[Source records]
———

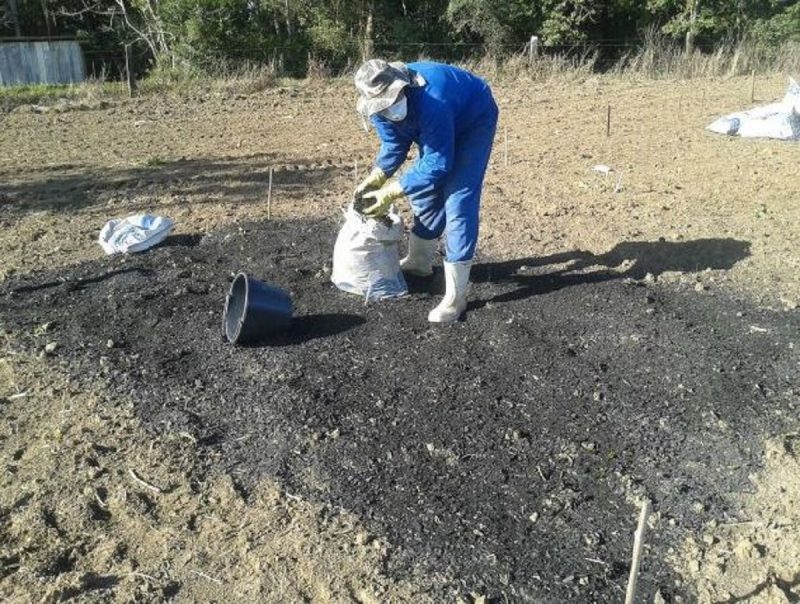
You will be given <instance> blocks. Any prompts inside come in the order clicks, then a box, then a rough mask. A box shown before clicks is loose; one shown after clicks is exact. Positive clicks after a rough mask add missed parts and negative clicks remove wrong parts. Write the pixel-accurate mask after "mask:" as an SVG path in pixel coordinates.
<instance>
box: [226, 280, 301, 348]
mask: <svg viewBox="0 0 800 604" xmlns="http://www.w3.org/2000/svg"><path fill="white" fill-rule="evenodd" d="M293 311H294V308H293V305H292V299H291V298H290V297H289V294H287V293H286V292H285V291H283V290H282V289H279V288H277V287H274V286H272V285H269V284H267V283H262V282H261V281H259V280H257V279H253V278H252V277H249V276H248V275H246V274H245V273H239V274H238V275H236V278H235V279H234V280H233V283H231V289H230V291H229V292H228V296H227V297H226V298H225V311H224V314H223V317H222V331H223V333H224V335H225V338H226V339H227V340H228V341H229V342H232V343H234V344H251V343H254V342H259V341H263V340H264V339H265V338H266V337H268V336H269V335H271V334H274V333H277V332H280V331H282V330H285V329H286V328H287V327H289V324H290V323H291V321H292V313H293Z"/></svg>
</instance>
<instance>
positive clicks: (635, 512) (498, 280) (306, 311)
mask: <svg viewBox="0 0 800 604" xmlns="http://www.w3.org/2000/svg"><path fill="white" fill-rule="evenodd" d="M245 227H246V228H245ZM336 230H337V229H336V225H335V224H333V223H331V222H330V221H325V220H311V221H309V220H295V221H279V220H272V221H265V222H262V223H256V224H251V225H244V226H243V227H239V226H237V227H232V228H230V229H227V230H225V231H221V232H216V233H211V234H209V235H207V236H205V237H203V238H202V240H201V241H199V242H198V243H197V245H195V246H194V247H189V248H186V247H181V246H177V247H176V246H162V247H159V248H155V249H153V250H151V251H150V252H148V253H146V254H139V255H134V256H129V257H124V258H119V257H113V256H112V257H108V258H103V259H100V260H98V261H95V262H90V263H86V264H83V265H80V266H77V267H73V268H71V269H64V270H61V271H59V273H58V275H53V274H50V275H37V276H31V277H28V278H27V279H26V278H24V277H19V278H17V279H16V281H15V282H14V283H8V285H7V287H8V288H9V289H14V288H15V289H16V291H17V293H16V294H15V295H0V316H3V317H4V318H7V320H6V323H5V328H6V329H7V330H9V331H11V332H12V333H13V334H14V337H15V338H16V339H17V340H18V341H19V342H20V345H25V346H27V347H28V348H29V349H30V350H32V351H34V352H39V351H41V350H43V349H44V347H45V344H46V343H47V342H49V341H52V342H57V343H58V348H57V350H56V353H55V358H54V359H53V360H54V362H63V363H65V364H66V365H67V366H69V367H71V368H72V369H73V372H74V375H75V376H76V379H85V380H88V381H89V382H90V383H92V384H95V383H104V384H107V388H108V396H109V399H110V400H131V399H132V400H133V402H134V404H135V405H136V409H137V413H138V414H139V416H140V417H141V419H142V421H143V422H144V423H145V425H147V426H150V427H152V428H153V429H154V430H169V431H171V432H177V431H187V432H189V433H190V434H192V436H193V437H194V438H195V439H196V440H197V441H198V443H200V444H201V446H203V447H209V448H212V449H213V450H214V451H215V453H216V455H215V456H214V459H215V460H217V461H215V462H214V463H218V464H219V465H220V466H221V469H222V470H224V471H227V472H231V473H232V474H235V475H236V476H237V477H238V478H239V480H240V483H241V484H242V485H243V488H244V489H248V488H250V486H252V485H254V484H256V483H257V482H258V481H259V480H260V479H261V478H262V477H264V476H270V477H277V478H278V479H279V480H280V481H281V482H282V483H283V484H284V485H285V488H286V490H287V492H290V493H294V494H297V495H298V496H302V497H306V498H308V499H311V500H315V501H320V502H321V503H322V504H323V506H322V509H321V512H320V514H321V516H322V517H325V518H328V517H330V518H334V517H336V515H337V514H338V513H339V511H340V510H342V509H344V510H347V511H349V512H353V513H355V514H356V515H358V517H359V518H360V519H361V520H362V521H363V522H364V523H365V524H366V525H367V526H369V527H370V530H371V531H372V534H373V535H374V536H375V538H376V541H380V542H381V543H387V542H388V543H390V544H391V549H390V550H389V554H388V557H387V559H386V569H387V572H389V573H391V574H393V575H396V576H398V577H404V578H406V579H407V578H408V577H424V578H422V579H420V580H421V581H428V580H430V581H432V582H436V581H438V582H437V583H436V584H435V585H433V586H432V587H431V594H432V595H433V599H434V600H436V601H453V600H455V599H456V597H458V596H459V595H463V594H468V593H470V592H479V593H483V594H487V595H489V596H493V597H497V598H499V601H505V600H504V599H507V600H508V601H512V602H609V603H610V602H619V601H620V600H621V599H622V597H623V595H624V591H625V584H626V571H627V568H628V564H629V561H630V547H631V539H632V535H633V532H634V530H635V521H636V515H637V510H636V509H634V506H632V505H631V503H630V501H631V497H641V496H647V497H648V498H649V499H650V500H651V501H652V503H653V508H654V512H657V516H654V517H653V521H654V523H655V524H654V529H653V531H652V537H651V536H650V535H648V552H647V557H646V560H645V561H644V564H643V567H642V570H641V576H640V589H641V594H642V598H643V600H644V599H647V600H652V598H653V596H654V594H655V592H656V590H660V591H661V593H662V595H664V596H665V597H666V598H667V601H670V599H671V597H672V596H673V595H677V594H681V595H685V594H686V593H687V592H689V591H690V590H691V588H690V587H686V586H678V587H676V583H675V579H676V577H675V576H674V575H673V571H672V569H671V567H670V565H669V564H668V563H667V562H665V560H667V558H668V556H667V551H668V549H669V548H675V547H677V545H678V544H679V543H680V542H681V541H682V540H683V539H684V538H685V537H686V535H687V534H688V531H689V530H690V529H691V528H693V527H694V528H696V527H699V526H702V525H703V524H705V523H707V522H709V521H711V520H715V521H717V522H726V521H735V520H737V519H738V518H739V514H740V510H738V509H737V508H736V503H735V502H734V501H733V500H732V499H731V498H729V497H727V496H726V494H728V493H736V492H741V491H743V490H745V489H747V488H748V487H749V486H750V485H749V482H748V475H749V474H750V473H752V472H754V471H756V470H757V468H758V465H759V463H760V461H761V453H762V443H763V441H764V439H765V438H766V437H768V436H769V435H771V434H776V433H785V432H787V431H791V430H794V429H796V417H797V407H798V406H800V398H798V395H797V392H796V387H795V386H794V384H796V383H797V381H798V379H800V375H798V367H800V364H798V360H800V359H798V356H797V355H798V351H797V350H796V349H795V348H792V346H790V343H791V342H793V341H795V340H796V336H797V333H798V331H799V330H800V315H797V314H790V313H780V312H772V311H769V310H765V309H758V308H754V307H752V306H750V305H748V304H747V303H746V302H744V301H741V300H737V299H735V298H732V297H729V296H727V295H725V294H724V293H723V292H720V291H716V290H711V291H708V292H703V293H698V292H696V291H694V288H693V287H690V286H688V285H686V284H685V283H678V284H672V285H667V284H662V283H660V282H649V281H637V280H630V281H625V280H621V279H619V277H620V276H634V277H637V276H640V275H641V276H644V275H646V274H647V273H648V272H649V273H652V274H653V275H658V274H661V273H663V272H664V271H668V270H702V269H703V268H706V267H711V268H718V269H722V268H729V267H731V266H732V265H733V264H735V262H737V261H738V260H741V259H742V258H744V257H746V255H747V251H748V244H747V243H745V242H741V241H734V240H706V241H696V242H686V243H678V244H666V243H665V242H649V243H625V244H621V245H620V246H617V247H616V248H614V249H613V250H611V251H610V252H608V253H606V254H600V255H591V254H586V253H583V252H576V253H572V254H563V255H557V256H552V257H548V258H533V259H524V260H517V261H512V262H494V263H492V262H485V263H483V264H481V265H478V266H476V270H475V283H474V287H473V294H472V296H473V298H474V299H477V300H505V302H504V303H503V304H484V305H483V306H482V307H480V308H478V309H473V310H471V311H470V312H468V313H467V315H466V320H465V321H464V322H462V323H459V324H457V325H453V326H450V327H447V328H442V327H441V326H436V325H431V324H429V323H428V321H427V313H428V311H429V310H430V308H431V305H432V303H433V299H432V296H431V295H430V294H429V293H427V292H426V293H416V294H413V293H412V294H411V295H409V296H406V297H404V298H401V299H398V300H392V301H386V302H382V303H376V304H370V305H369V306H366V307H365V306H364V304H363V300H362V299H361V298H360V297H357V296H350V295H346V294H343V293H341V292H339V291H337V290H336V289H335V288H334V287H333V286H332V284H331V283H330V276H329V273H326V272H325V271H323V270H322V267H323V266H324V265H326V264H328V263H329V262H330V252H331V249H332V246H333V242H334V240H335V237H336ZM254 250H257V252H258V253H254ZM627 261H632V262H633V265H632V266H628V265H627V264H624V262H627ZM565 264H566V265H567V267H566V268H565V267H564V266H563V265H565ZM523 266H525V267H533V268H532V269H531V268H528V269H523ZM620 266H621V267H622V270H620V271H619V273H617V272H615V271H611V270H610V269H611V268H617V267H620ZM595 267H599V269H600V271H599V272H598V273H596V274H592V273H588V274H586V273H585V271H591V270H595ZM536 269H538V271H539V273H538V274H531V275H528V274H526V273H527V271H528V270H530V271H531V272H532V273H533V272H535V270H536ZM567 269H568V270H571V271H576V270H577V271H584V273H581V272H578V273H576V274H574V275H565V274H564V272H565V270H567ZM239 270H241V271H245V272H247V273H248V274H252V275H254V276H257V277H258V278H259V279H262V280H264V281H266V282H268V283H272V284H274V285H276V286H278V287H281V288H283V289H285V290H287V291H289V292H290V293H291V295H292V299H293V301H294V303H295V308H296V309H297V315H298V317H299V318H298V319H297V321H296V322H295V324H294V327H293V331H291V332H290V334H289V335H286V336H282V337H281V338H276V339H274V340H272V341H271V342H270V343H269V345H266V346H264V345H262V346H258V347H236V346H231V345H229V344H227V343H225V342H223V341H222V338H221V337H220V320H221V314H222V308H223V302H224V298H225V293H226V291H227V289H228V286H229V285H228V284H229V279H230V275H231V273H232V272H233V271H239ZM439 273H440V274H441V271H439ZM98 276H101V277H102V278H98ZM57 277H62V278H63V279H62V281H63V280H66V281H67V282H68V283H65V284H63V286H62V287H53V286H52V285H48V284H56V285H58V284H59V279H58V278H57ZM547 280H554V281H555V282H556V283H560V284H561V286H560V287H549V288H547V287H544V286H542V285H541V284H542V283H543V282H544V283H547ZM73 282H74V283H80V284H81V286H80V287H71V286H70V285H69V283H73ZM565 285H570V287H565ZM537 293H538V294H542V295H537V296H535V298H534V297H532V296H533V295H534V294H537ZM109 317H113V321H111V320H108V319H109ZM44 324H48V325H49V327H48V329H47V330H46V331H47V333H46V334H42V333H41V332H42V330H41V329H40V327H41V326H42V325H44ZM754 325H755V326H758V330H752V326H754ZM154 333H157V334H158V337H153V334H154ZM109 339H112V340H113V341H114V342H116V343H117V344H116V345H115V346H114V347H113V348H108V347H107V346H106V342H107V341H108V340H109ZM46 358H49V357H46ZM754 385H756V386H757V387H754ZM699 510H702V511H699ZM437 578H442V579H441V580H440V579H437ZM688 599H689V600H690V601H691V597H689V598H688Z"/></svg>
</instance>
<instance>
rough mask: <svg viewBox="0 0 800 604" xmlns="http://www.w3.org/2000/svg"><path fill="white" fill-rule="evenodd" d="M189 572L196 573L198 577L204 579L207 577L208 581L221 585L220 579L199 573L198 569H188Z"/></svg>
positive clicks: (192, 573)
mask: <svg viewBox="0 0 800 604" xmlns="http://www.w3.org/2000/svg"><path fill="white" fill-rule="evenodd" d="M189 572H190V573H192V574H193V575H197V576H198V577H203V578H204V579H208V580H209V581H213V582H214V583H216V584H217V585H222V581H221V580H219V579H217V578H216V577H212V576H211V575H207V574H205V573H201V572H200V571H199V570H194V569H189Z"/></svg>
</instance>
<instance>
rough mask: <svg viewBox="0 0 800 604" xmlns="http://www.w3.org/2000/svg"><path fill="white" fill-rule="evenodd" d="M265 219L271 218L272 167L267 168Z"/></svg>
mask: <svg viewBox="0 0 800 604" xmlns="http://www.w3.org/2000/svg"><path fill="white" fill-rule="evenodd" d="M267 220H272V168H270V169H269V185H267Z"/></svg>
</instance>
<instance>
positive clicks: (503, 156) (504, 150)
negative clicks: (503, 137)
mask: <svg viewBox="0 0 800 604" xmlns="http://www.w3.org/2000/svg"><path fill="white" fill-rule="evenodd" d="M503 150H504V151H503V157H504V160H503V163H504V164H505V167H506V168H508V127H507V126H506V131H505V143H504V145H503Z"/></svg>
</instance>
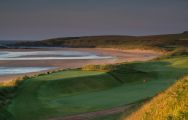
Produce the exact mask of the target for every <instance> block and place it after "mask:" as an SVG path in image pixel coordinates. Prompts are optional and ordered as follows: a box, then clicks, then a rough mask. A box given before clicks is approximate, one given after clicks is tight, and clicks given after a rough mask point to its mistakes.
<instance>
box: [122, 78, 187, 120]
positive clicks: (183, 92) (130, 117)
mask: <svg viewBox="0 0 188 120" xmlns="http://www.w3.org/2000/svg"><path fill="white" fill-rule="evenodd" d="M124 120H188V76H187V77H185V78H182V79H181V80H178V81H177V82H176V83H175V84H174V85H173V86H171V87H170V88H169V89H167V90H166V91H165V92H163V93H160V94H159V95H157V96H156V97H154V98H153V99H152V100H151V101H150V102H148V103H147V104H145V105H144V106H143V107H141V109H139V110H138V111H136V112H134V113H133V114H132V115H130V116H129V117H127V118H124Z"/></svg>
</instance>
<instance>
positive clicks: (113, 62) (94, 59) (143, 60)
mask: <svg viewBox="0 0 188 120" xmlns="http://www.w3.org/2000/svg"><path fill="white" fill-rule="evenodd" d="M7 50H10V51H14V50H13V49H6V50H5V49H4V50H3V51H7ZM33 50H39V51H40V50H42V51H49V50H50V51H53V50H62V51H63V50H64V51H66V50H67V51H78V52H90V53H93V54H96V55H100V56H112V57H114V58H113V59H90V60H85V59H84V60H82V59H77V60H34V61H33V60H27V61H25V60H19V61H16V60H15V61H8V60H5V61H3V60H1V61H0V66H5V67H29V66H30V67H57V68H55V69H50V70H44V71H38V72H32V73H24V74H16V75H2V76H0V82H2V81H8V80H16V79H18V78H21V77H23V76H26V75H27V76H34V75H38V74H42V73H46V72H53V71H56V70H64V69H75V68H81V67H83V66H85V65H88V64H90V65H96V64H99V65H101V64H117V63H122V62H134V61H147V60H152V59H154V58H156V57H159V56H160V55H161V54H162V53H160V52H156V51H153V50H139V49H133V50H130V49H129V50H122V49H114V48H113V49H112V48H57V49H46V48H45V49H16V50H15V51H33Z"/></svg>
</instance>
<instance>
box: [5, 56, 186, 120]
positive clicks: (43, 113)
mask: <svg viewBox="0 0 188 120" xmlns="http://www.w3.org/2000/svg"><path fill="white" fill-rule="evenodd" d="M187 62H188V56H176V57H172V58H166V59H161V60H156V61H149V62H134V63H123V64H117V65H110V66H108V67H96V66H93V67H91V66H90V67H89V68H92V69H84V68H83V69H75V70H65V71H58V72H54V73H50V74H41V75H39V76H35V77H31V78H27V80H25V82H23V83H22V84H21V85H19V87H18V88H17V90H16V96H14V97H13V99H12V100H11V102H10V103H9V104H8V105H6V106H5V107H4V108H3V110H4V111H6V112H7V114H11V115H12V117H13V118H10V119H12V120H39V119H47V118H53V117H62V116H69V115H74V114H79V113H84V112H91V111H97V110H103V109H108V108H112V107H117V106H122V105H126V104H130V103H134V102H136V101H139V100H143V99H146V98H148V97H153V96H154V95H156V94H157V93H158V92H160V91H162V90H164V89H166V88H167V87H168V86H170V85H172V84H173V83H174V82H175V81H176V79H178V78H180V77H181V76H183V75H185V74H187V73H188V64H187ZM85 68H87V67H85ZM93 68H95V71H93ZM98 69H100V70H98ZM90 70H91V71H90ZM115 116H116V115H115ZM108 117H109V119H113V118H115V117H114V116H113V115H112V116H107V118H105V117H104V119H108ZM101 119H102V118H101Z"/></svg>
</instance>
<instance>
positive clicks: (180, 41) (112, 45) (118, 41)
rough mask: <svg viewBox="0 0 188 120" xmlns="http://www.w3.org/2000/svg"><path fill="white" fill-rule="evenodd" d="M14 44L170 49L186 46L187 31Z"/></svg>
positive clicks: (54, 46) (24, 44) (31, 45)
mask: <svg viewBox="0 0 188 120" xmlns="http://www.w3.org/2000/svg"><path fill="white" fill-rule="evenodd" d="M15 45H16V46H53V47H118V48H121V47H122V48H124V47H126V48H135V47H136V48H138V47H140V48H156V49H158V48H159V49H165V50H168V49H169V50H170V49H174V48H176V47H188V32H187V31H186V32H183V33H181V34H166V35H151V36H85V37H65V38H53V39H47V40H41V41H33V42H18V43H16V44H15Z"/></svg>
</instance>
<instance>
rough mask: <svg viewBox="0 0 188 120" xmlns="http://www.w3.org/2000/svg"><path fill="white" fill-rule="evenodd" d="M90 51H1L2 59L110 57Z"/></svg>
mask: <svg viewBox="0 0 188 120" xmlns="http://www.w3.org/2000/svg"><path fill="white" fill-rule="evenodd" d="M110 58H112V57H111V56H98V55H96V54H93V53H89V52H77V51H27V52H12V51H0V60H55V59H56V60H57V59H110Z"/></svg>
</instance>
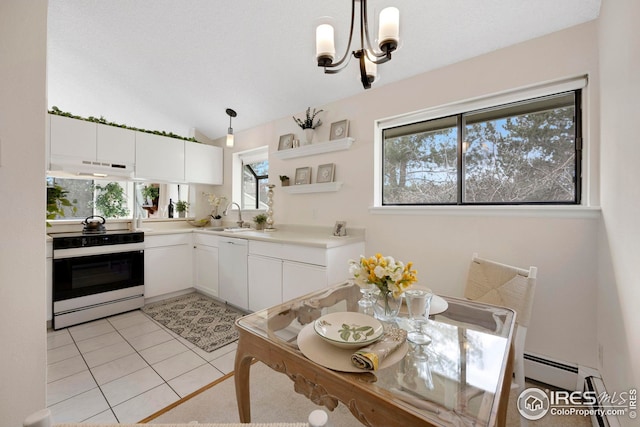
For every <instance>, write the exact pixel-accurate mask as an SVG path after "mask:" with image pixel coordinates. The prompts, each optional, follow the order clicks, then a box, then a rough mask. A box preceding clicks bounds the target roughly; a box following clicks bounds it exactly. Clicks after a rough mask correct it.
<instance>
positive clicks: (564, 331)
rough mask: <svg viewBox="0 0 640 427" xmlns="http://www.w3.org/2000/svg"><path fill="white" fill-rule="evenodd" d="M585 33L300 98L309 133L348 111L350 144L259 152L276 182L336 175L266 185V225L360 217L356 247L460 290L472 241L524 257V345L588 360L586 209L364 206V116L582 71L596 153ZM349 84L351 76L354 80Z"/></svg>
mask: <svg viewBox="0 0 640 427" xmlns="http://www.w3.org/2000/svg"><path fill="white" fill-rule="evenodd" d="M596 35H597V33H596V25H595V23H588V24H584V25H580V26H577V27H574V28H571V29H568V30H566V31H562V32H559V33H555V34H552V35H549V36H546V37H543V38H540V39H536V40H533V41H530V42H527V43H523V44H520V45H517V46H513V47H510V48H506V49H502V50H500V51H497V52H493V53H490V54H487V55H483V56H480V57H477V58H474V59H471V60H468V61H465V62H462V63H458V64H455V65H452V66H448V67H446V68H443V69H439V70H436V71H433V72H429V73H425V74H421V75H418V76H416V77H414V78H411V79H407V80H404V81H402V82H399V83H396V84H390V85H387V86H382V87H379V88H377V89H373V90H370V91H366V92H365V91H363V92H362V93H361V94H360V95H357V96H355V97H352V98H348V99H344V100H342V101H339V102H336V103H333V104H329V105H322V106H312V107H318V108H323V109H324V110H325V111H326V113H323V114H324V116H323V117H322V120H323V122H324V123H326V125H323V126H321V127H320V128H319V129H318V135H317V136H316V138H317V140H326V139H328V132H329V124H330V123H331V122H334V121H337V120H341V119H345V118H346V119H349V121H350V136H352V137H354V138H355V139H356V142H355V143H354V145H353V147H352V148H351V149H350V150H348V151H340V152H334V153H328V154H322V155H318V156H313V157H304V158H298V159H291V160H278V159H275V158H271V159H270V175H271V176H273V179H272V182H273V183H277V184H278V186H279V182H278V178H277V177H278V175H283V174H286V175H289V176H290V177H292V176H293V174H294V172H295V168H297V167H301V166H312V167H313V172H314V173H315V171H316V170H317V166H318V165H320V164H323V163H336V165H337V166H336V180H337V181H343V182H344V185H343V187H342V188H341V189H340V191H338V192H336V193H317V194H285V193H283V192H282V191H281V190H279V187H278V188H276V194H275V205H274V211H275V220H276V223H278V222H279V223H302V224H319V225H332V224H333V223H334V222H335V221H336V220H345V221H347V225H348V226H349V225H351V226H359V227H366V229H367V242H366V248H367V255H369V254H373V253H374V252H378V251H380V252H383V253H385V254H390V255H392V256H394V257H396V258H398V259H402V260H405V261H408V260H412V261H414V263H415V266H416V268H417V269H418V271H419V280H420V282H422V283H423V284H426V285H429V286H431V287H432V288H433V289H435V290H436V291H437V292H440V293H442V294H446V295H454V296H460V295H462V289H463V281H464V278H465V275H466V268H467V265H468V262H469V260H470V257H471V254H472V253H473V252H474V251H478V252H479V253H480V254H481V255H484V256H486V257H490V258H496V259H499V260H502V261H504V262H507V263H513V264H516V265H521V266H524V267H528V266H529V265H536V266H538V268H539V274H538V277H539V281H538V283H539V285H538V291H537V295H536V302H535V306H534V311H533V319H532V322H531V326H530V328H529V335H528V341H527V350H528V351H532V352H535V353H540V354H544V355H547V356H550V357H553V358H557V359H560V360H565V361H569V362H575V363H579V364H582V365H586V366H592V367H595V366H596V364H597V361H596V353H597V352H596V347H597V344H596V336H595V333H594V331H595V329H596V317H595V310H596V278H597V268H596V262H595V260H596V258H597V230H598V215H597V214H596V215H593V216H591V217H586V218H585V217H582V218H580V217H560V216H535V215H534V216H526V215H517V216H508V215H507V216H500V215H499V216H495V215H483V214H468V215H438V214H433V213H429V214H418V215H381V214H377V213H372V212H370V211H369V208H370V207H371V206H372V205H373V163H374V160H373V154H374V149H373V139H374V121H375V120H379V119H382V118H386V117H391V116H395V115H399V114H404V113H407V112H411V111H416V110H420V109H425V108H429V107H433V106H438V105H443V104H448V103H452V102H457V101H461V100H465V99H470V98H475V97H480V96H486V95H490V94H495V93H499V92H503V91H507V90H511V89H514V88H521V87H526V86H530V85H535V84H540V83H543V82H546V81H552V80H558V79H562V78H566V77H570V76H578V75H583V74H589V76H590V81H591V84H590V85H589V87H588V88H587V89H586V93H585V95H586V98H587V100H588V105H587V107H588V108H587V111H586V112H585V114H586V115H587V117H586V118H587V120H586V121H585V122H586V123H587V129H586V134H587V145H588V147H589V148H588V152H587V156H586V160H585V162H587V163H588V162H591V163H593V162H597V154H598V132H597V130H598V116H597V113H598V111H599V107H598V84H597V80H598V61H597V40H596ZM401 54H402V52H399V53H398V55H401ZM385 67H393V61H392V62H391V63H389V64H385V65H383V66H380V67H379V71H380V73H381V74H382V78H384V69H385ZM344 72H354V73H355V70H348V71H344ZM326 78H327V79H331V76H327V77H326ZM354 84H358V82H357V80H356V79H355V78H354ZM303 113H304V112H300V114H303ZM289 132H294V133H296V134H297V135H298V137H302V132H301V130H300V129H299V128H297V127H296V125H295V123H294V122H293V120H292V119H291V117H285V118H282V119H281V120H277V121H274V122H271V123H268V124H267V125H264V126H260V127H257V128H254V129H251V130H249V131H246V132H240V133H238V134H237V135H236V143H237V148H236V149H237V150H239V151H240V150H246V149H248V148H250V147H255V146H259V145H264V144H269V145H270V150H271V151H274V150H276V149H277V141H278V137H279V135H282V134H285V133H289ZM230 158H231V155H230V152H229V151H228V150H225V182H226V183H227V186H225V187H224V189H223V190H220V189H218V191H224V192H225V193H227V194H230V189H229V187H228V185H230V184H229V183H230V182H231V173H230ZM595 172H596V173H597V170H596V171H595ZM595 178H596V179H595V181H594V185H593V186H592V188H593V194H591V193H589V194H588V197H590V198H592V199H594V200H596V199H597V185H596V184H597V182H598V177H597V175H595ZM345 268H346V266H345Z"/></svg>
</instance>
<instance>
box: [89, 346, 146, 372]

———

• **Task objective**
Output as a JSON list of strings, one per line, every line from the start of the entries through the line containing "box: [226, 280, 301, 348]", inclusive, omitting blank lines and leaving out the pictures.

• **Task solution**
[
  "You will be given <instance> blocks. Any prompts inside come in the order clicks, then a box, then a rough mask. A box shown before clicks is loose; one shown after clicks is exact. Positive clicks after a rough mask add missed parts and negative clicks remove wrong parts. Write the pixel-accurate mask after \"mask:\" as an SVG path in pixel coordinates.",
  "<instance>",
  "box: [226, 280, 301, 348]"
]